● Document passage
The vineyard

Tommy

Senior Member
Location
New Hampshire
2021 has been a particularly good year in our garden for cauliflower and beets, while tomatoes, summer squashes, sweet corn, and banana peppers all had respectable yields.

Throughout our marriage the kitchen garden has always been my wife’s domain and she rules it with a firm hand. My involvement has mostly been limited to building fences and rototilling. She enjoys the planning, creation, and tending of her garden and over the years I’ve been the beneficiary of the many wonderful vegetables she’s grown.

Spring of 2020, reined in by the initial wave of the covid virus, I was searching for a new outdoor home project to occupy my time. Growing grapes seemed like a good choice. Heck, grapes are easy to grow and low maintenance. A grape trellis makes an attractive landscape feature. We like most fruits and grapes are no exception. And being a perennial fruit in a whole different location, it wouldn’t infringe on my wife’s gardening domain. What’s not to like?

At least that was my thinking at the time.

There’s a saying that goes something like, “Want to make God laugh? Tell him your plans.” This is not something I believe, yet I’ll admit that sometimes it can feel that way.
 

Tommy

Senior Member
Location
New Hampshire
The Vineyard

We live on the side of a large hill although, consistent with New England’s penchant for exaggeration, it’s called a mountain. The mowed portion of our property (the yard if you will) is relatively flat but the land behind it slopes up rather steeply. Our house faces in a more or less southerly direction.
Asters.JPG
Things I learned: In the northern hemisphere grape vines usually grow best on a south facing slope. Grape vines should be planted about eight feet apart and need four additional feet of clearance on each side. A mature grape vine can produce over 25 pounds of grapes per year.

Perfect! After some thought I staked out an 8’ x 20’ area on the base of the hill that looked ideal for our new landscape feature. That should be large enough for two vines. And at 50 pounds of grapes per year they should produce far more than enough for us to eat and make jam and still leave plenty of grapes to give away.

So …all I need to do is to clear the area of its current cover of brambles, goldenrod, and other weeds, put up a trellis, dig a couple of holes, plant some vines, and wait for the grapes.

Pretty simple. Yeah.

Some wisdom from the vineyard.

Over the years I’ve found that quick decisions can have unexpected outcomes. Though I’ve known this for a long time, that still hasn’t prevented me from making commitments that end up costing me more … in time, effort, expense,, emotional capital … than I ever expected.

Proverbs 29:20 “Do you see someone who speaks in haste? There is more hope for a fool than for them.”

● What you have to do
Pick up the backyard vineyard story above after its last line and keep writing it.

Saved data entries
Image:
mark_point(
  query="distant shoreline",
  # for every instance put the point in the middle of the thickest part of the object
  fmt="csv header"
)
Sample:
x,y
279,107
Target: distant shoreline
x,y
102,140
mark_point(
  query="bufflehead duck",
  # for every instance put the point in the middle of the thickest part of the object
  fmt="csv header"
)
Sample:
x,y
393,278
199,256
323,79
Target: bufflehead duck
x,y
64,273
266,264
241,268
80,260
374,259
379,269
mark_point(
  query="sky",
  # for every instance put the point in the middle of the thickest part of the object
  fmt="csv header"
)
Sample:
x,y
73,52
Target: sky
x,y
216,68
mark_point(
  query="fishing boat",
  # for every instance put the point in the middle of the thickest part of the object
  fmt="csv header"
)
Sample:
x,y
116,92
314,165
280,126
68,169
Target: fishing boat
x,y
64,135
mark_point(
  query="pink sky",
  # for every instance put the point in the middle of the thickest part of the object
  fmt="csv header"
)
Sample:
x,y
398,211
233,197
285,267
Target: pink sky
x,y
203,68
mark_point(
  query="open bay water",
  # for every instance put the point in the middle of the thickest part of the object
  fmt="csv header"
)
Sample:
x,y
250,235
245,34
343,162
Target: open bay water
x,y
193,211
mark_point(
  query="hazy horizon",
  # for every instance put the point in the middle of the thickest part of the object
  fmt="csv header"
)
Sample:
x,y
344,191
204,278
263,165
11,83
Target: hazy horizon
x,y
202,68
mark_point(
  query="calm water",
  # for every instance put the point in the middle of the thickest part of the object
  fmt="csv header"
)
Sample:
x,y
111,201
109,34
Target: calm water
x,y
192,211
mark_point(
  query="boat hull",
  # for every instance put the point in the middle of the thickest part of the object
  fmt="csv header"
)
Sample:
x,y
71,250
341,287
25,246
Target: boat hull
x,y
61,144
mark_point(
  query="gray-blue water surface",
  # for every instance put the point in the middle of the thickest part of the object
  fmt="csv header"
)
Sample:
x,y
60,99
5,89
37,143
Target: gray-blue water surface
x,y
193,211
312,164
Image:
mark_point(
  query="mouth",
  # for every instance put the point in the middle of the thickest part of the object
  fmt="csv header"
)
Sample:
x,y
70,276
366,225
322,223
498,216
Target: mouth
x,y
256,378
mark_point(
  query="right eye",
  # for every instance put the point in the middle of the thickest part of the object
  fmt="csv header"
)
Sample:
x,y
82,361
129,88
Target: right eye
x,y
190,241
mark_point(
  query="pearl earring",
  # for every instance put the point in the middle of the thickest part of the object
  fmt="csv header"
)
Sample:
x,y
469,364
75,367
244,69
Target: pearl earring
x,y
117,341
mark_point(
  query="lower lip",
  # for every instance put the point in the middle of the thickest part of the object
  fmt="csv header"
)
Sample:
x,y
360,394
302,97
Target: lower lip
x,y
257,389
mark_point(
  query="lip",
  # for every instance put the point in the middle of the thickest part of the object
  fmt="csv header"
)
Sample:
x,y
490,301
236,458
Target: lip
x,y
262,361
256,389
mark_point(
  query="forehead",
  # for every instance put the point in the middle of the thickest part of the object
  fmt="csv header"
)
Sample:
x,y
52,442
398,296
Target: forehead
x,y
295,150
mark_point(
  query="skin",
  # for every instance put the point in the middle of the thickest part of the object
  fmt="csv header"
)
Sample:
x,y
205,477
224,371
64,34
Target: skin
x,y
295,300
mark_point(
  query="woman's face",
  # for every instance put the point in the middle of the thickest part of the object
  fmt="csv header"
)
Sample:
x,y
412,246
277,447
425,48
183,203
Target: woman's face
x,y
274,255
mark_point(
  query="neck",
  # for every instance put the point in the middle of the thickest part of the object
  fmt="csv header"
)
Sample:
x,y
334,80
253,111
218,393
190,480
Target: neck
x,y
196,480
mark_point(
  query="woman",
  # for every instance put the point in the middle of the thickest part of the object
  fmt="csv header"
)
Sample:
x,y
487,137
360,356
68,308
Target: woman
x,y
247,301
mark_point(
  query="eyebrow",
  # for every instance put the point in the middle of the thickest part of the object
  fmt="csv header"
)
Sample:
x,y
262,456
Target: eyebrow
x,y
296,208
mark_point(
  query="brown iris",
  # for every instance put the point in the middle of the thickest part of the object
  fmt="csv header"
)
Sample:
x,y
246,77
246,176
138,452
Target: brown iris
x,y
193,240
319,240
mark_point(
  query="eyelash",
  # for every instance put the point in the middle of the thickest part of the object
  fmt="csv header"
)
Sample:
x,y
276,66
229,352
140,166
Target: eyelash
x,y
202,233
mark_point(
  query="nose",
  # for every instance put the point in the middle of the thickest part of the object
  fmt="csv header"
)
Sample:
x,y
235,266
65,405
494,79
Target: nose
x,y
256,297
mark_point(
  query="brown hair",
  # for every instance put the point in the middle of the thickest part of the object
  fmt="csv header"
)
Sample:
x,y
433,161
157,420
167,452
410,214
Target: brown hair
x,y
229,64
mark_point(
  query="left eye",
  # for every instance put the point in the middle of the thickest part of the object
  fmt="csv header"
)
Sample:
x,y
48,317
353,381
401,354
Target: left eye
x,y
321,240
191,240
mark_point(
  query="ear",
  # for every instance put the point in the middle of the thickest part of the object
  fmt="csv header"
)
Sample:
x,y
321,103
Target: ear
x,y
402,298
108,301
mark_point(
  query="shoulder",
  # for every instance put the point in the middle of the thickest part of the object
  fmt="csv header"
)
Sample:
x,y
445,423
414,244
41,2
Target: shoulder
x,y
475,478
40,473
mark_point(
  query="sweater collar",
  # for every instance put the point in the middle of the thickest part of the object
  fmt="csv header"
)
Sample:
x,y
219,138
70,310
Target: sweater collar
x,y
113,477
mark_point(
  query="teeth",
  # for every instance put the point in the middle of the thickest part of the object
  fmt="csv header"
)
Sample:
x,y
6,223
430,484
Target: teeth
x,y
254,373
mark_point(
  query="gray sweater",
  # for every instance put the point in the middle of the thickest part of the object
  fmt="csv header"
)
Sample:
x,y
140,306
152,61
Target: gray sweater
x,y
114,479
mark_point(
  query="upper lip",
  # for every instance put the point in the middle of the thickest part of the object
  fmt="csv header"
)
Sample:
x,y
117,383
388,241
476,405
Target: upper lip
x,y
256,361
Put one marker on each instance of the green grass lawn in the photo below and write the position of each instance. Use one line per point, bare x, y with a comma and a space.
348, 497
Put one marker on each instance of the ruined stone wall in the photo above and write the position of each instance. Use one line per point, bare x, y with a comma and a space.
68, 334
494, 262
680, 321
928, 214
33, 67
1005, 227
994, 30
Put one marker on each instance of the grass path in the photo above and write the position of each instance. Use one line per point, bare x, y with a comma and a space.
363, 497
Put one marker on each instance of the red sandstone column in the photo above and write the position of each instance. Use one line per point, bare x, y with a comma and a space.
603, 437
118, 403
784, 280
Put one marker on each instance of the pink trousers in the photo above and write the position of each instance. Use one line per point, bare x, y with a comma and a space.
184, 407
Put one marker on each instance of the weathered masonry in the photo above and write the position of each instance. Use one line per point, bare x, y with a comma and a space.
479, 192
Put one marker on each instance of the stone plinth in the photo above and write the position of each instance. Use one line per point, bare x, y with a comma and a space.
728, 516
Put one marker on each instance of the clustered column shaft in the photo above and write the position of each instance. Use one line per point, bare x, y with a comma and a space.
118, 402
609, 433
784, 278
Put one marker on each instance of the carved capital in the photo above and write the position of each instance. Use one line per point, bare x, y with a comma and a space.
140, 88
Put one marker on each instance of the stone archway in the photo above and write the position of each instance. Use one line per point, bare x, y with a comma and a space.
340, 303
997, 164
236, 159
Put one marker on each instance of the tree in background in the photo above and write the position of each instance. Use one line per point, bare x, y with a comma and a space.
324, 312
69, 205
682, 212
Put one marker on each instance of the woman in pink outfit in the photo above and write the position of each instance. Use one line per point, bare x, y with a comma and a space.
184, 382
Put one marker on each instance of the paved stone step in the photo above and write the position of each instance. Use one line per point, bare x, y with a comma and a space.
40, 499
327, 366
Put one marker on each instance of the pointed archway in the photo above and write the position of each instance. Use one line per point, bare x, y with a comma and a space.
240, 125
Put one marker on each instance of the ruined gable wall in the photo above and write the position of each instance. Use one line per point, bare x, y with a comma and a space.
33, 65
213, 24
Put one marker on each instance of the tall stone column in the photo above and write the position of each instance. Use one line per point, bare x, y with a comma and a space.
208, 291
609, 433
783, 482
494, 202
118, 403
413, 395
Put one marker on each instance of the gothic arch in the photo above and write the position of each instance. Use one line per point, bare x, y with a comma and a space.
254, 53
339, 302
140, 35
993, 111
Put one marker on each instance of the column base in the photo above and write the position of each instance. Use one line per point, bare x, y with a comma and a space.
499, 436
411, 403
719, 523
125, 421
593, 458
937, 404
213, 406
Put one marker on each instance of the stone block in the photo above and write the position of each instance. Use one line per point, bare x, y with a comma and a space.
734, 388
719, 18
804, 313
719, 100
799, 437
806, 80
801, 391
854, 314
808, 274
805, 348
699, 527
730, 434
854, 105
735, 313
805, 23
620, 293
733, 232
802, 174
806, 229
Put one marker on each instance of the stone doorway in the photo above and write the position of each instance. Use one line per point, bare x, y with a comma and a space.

● Result of this exercise
Tommy

Senior Member
Location
New Hampshire
Rocks

With a pair of work gloves and the appropriate implements of destruction in hand, I headed for the site of our proposed vineyard. I realize that “vineyard” is a presumptuous name for this speck of land and a couple of grape vines but, hey … I’ve lived in New England for over 30 years now and may have picked up a little of the local penchant for exaggeration. Besides, we have to call it something.

Slowly I started clearing away 160 square feet of dense weeds. Did you know that that goldenrod has really tenacious roots? Or that brambles and sweet pea grow from large underground runners and just break off at the ground surface when pulled? After a good part of the weeds had been removed (more or less, sorta), I decided to do a little digging at the points where the three posts for my trellis will eventually go. I measured and staked each location.

There IS a reason New Hampshire is nicknamed “The Granite State”.

We have A LOT of rocks! Years ago, shortly after buying this house, I put up a fence for my wife’s kitchen garden. While putting in the 11 posts, I ran into at least a dozen large rocks … basketball size, even watermelon size rocks. But with sweat, ingenuity, and a little bad language I was eventually able to dig them all out and relocate them.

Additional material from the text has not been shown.